Start of Input

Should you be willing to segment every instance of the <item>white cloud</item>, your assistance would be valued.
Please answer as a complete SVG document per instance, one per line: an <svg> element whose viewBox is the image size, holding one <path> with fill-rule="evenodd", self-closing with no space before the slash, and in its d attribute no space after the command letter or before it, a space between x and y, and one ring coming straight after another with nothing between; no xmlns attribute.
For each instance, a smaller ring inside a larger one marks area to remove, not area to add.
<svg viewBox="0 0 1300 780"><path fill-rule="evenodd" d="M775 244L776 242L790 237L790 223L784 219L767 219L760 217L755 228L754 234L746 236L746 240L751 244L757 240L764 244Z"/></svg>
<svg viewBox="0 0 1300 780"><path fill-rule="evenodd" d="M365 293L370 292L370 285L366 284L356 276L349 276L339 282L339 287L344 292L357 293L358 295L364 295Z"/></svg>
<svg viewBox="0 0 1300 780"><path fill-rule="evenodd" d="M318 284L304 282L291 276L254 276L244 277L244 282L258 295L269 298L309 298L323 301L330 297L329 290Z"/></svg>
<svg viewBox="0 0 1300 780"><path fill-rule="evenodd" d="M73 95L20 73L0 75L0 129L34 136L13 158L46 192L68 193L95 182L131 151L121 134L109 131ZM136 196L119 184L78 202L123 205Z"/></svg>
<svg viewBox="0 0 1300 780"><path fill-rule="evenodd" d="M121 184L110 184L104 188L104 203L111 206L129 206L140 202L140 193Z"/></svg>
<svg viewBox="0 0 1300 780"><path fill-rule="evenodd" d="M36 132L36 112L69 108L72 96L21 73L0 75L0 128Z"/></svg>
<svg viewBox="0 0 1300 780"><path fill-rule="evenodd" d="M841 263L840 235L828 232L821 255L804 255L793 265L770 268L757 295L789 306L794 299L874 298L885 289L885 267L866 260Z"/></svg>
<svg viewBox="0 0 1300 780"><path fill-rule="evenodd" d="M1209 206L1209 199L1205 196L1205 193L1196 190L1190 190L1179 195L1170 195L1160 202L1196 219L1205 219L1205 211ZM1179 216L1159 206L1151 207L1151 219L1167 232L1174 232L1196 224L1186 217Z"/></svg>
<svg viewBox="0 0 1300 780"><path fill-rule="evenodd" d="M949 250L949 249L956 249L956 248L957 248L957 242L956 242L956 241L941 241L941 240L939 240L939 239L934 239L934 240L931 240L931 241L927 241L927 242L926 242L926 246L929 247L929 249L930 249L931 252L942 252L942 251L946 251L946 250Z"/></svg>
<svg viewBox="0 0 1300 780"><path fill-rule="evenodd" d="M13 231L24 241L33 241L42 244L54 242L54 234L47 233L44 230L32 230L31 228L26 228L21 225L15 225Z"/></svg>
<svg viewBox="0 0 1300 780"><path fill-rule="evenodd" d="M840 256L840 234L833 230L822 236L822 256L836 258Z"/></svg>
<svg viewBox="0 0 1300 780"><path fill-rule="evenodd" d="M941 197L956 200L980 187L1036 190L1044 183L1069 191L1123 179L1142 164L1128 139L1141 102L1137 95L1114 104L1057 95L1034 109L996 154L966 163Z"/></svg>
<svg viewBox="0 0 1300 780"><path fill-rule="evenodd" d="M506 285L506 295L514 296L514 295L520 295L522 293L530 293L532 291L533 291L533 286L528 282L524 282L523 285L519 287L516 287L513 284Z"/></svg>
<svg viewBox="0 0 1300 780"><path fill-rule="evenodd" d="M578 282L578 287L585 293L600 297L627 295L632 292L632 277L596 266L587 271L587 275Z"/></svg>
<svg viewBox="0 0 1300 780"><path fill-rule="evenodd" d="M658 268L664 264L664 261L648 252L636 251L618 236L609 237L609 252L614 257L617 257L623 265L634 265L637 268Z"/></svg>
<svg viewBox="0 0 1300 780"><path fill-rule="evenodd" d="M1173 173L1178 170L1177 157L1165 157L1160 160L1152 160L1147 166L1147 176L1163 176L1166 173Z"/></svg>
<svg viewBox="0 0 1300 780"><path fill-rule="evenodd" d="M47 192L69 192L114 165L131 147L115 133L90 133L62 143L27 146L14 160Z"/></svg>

End of Input

Task goal: Please print each entry once more, exactly as it reads.

Task response:
Should you be willing to segment every instance of the <item>white cloud</item>, your assistance would be valued.
Please answer as a complete SVG document per instance, one per line: an <svg> element whose viewBox is the image size, holding one <path> with fill-rule="evenodd", self-closing with no space before the slash, and in its d attribute no space after the command letter or before it, a space between x and y, and one ring coming straight after another with nothing between; no xmlns attribute.
For each instance, a smaller ring inside a larger one marks area to remove, not area to add.
<svg viewBox="0 0 1300 780"><path fill-rule="evenodd" d="M775 244L776 242L790 237L790 223L784 219L767 219L760 217L755 228L754 234L746 236L746 240L751 244L757 240L764 244Z"/></svg>
<svg viewBox="0 0 1300 780"><path fill-rule="evenodd" d="M365 293L370 292L370 285L366 284L356 276L349 276L339 282L339 287L344 292L357 293L358 295L364 295Z"/></svg>
<svg viewBox="0 0 1300 780"><path fill-rule="evenodd" d="M318 284L304 282L291 276L254 276L244 277L244 282L258 295L269 298L309 298L323 301L330 297L329 290Z"/></svg>
<svg viewBox="0 0 1300 780"><path fill-rule="evenodd" d="M73 95L20 73L0 75L0 129L34 136L13 158L46 192L68 193L95 182L131 151L121 134L109 131ZM136 196L119 184L78 202L123 205Z"/></svg>
<svg viewBox="0 0 1300 780"><path fill-rule="evenodd" d="M121 184L110 184L104 188L104 203L111 206L129 206L140 202L140 193Z"/></svg>
<svg viewBox="0 0 1300 780"><path fill-rule="evenodd" d="M36 132L36 112L69 108L72 96L21 73L0 75L0 128Z"/></svg>
<svg viewBox="0 0 1300 780"><path fill-rule="evenodd" d="M841 263L840 235L828 232L821 255L804 255L793 265L770 268L757 295L789 306L794 299L874 298L885 289L885 267L866 260Z"/></svg>
<svg viewBox="0 0 1300 780"><path fill-rule="evenodd" d="M1209 206L1209 199L1205 196L1205 193L1196 190L1190 190L1179 195L1170 195L1160 202L1196 219L1205 219L1205 211ZM1179 216L1159 206L1151 207L1151 219L1167 232L1174 232L1196 224L1186 217Z"/></svg>
<svg viewBox="0 0 1300 780"><path fill-rule="evenodd" d="M949 250L949 249L956 249L956 248L957 248L957 242L956 242L956 241L941 241L941 240L939 240L939 239L934 239L934 240L931 240L931 241L927 241L927 242L926 242L926 246L929 247L929 249L930 249L931 252L942 252L942 251L946 251L946 250Z"/></svg>
<svg viewBox="0 0 1300 780"><path fill-rule="evenodd" d="M13 231L24 241L33 241L42 244L54 242L54 234L47 233L44 230L32 230L31 228L26 228L21 225L15 225Z"/></svg>
<svg viewBox="0 0 1300 780"><path fill-rule="evenodd" d="M840 256L840 234L833 230L822 236L822 256L836 258Z"/></svg>
<svg viewBox="0 0 1300 780"><path fill-rule="evenodd" d="M941 197L956 200L980 187L1036 190L1044 183L1069 191L1123 179L1142 164L1128 139L1141 102L1137 95L1114 104L1057 95L1034 109L996 154L966 163Z"/></svg>
<svg viewBox="0 0 1300 780"><path fill-rule="evenodd" d="M506 285L506 295L514 296L514 295L520 295L522 293L530 293L532 291L533 291L533 286L528 282L524 282L523 285L519 287L516 287L513 284Z"/></svg>
<svg viewBox="0 0 1300 780"><path fill-rule="evenodd" d="M578 282L578 287L585 293L600 297L627 295L632 292L632 277L596 266L587 271L587 275Z"/></svg>
<svg viewBox="0 0 1300 780"><path fill-rule="evenodd" d="M658 268L664 264L664 261L648 252L636 251L618 236L609 237L609 252L614 257L617 257L623 265L634 265L637 268Z"/></svg>
<svg viewBox="0 0 1300 780"><path fill-rule="evenodd" d="M1173 173L1178 170L1177 157L1165 157L1160 160L1152 160L1147 166L1147 176L1163 176L1166 173Z"/></svg>
<svg viewBox="0 0 1300 780"><path fill-rule="evenodd" d="M47 192L69 192L114 165L131 147L115 133L90 133L62 143L27 146L14 160Z"/></svg>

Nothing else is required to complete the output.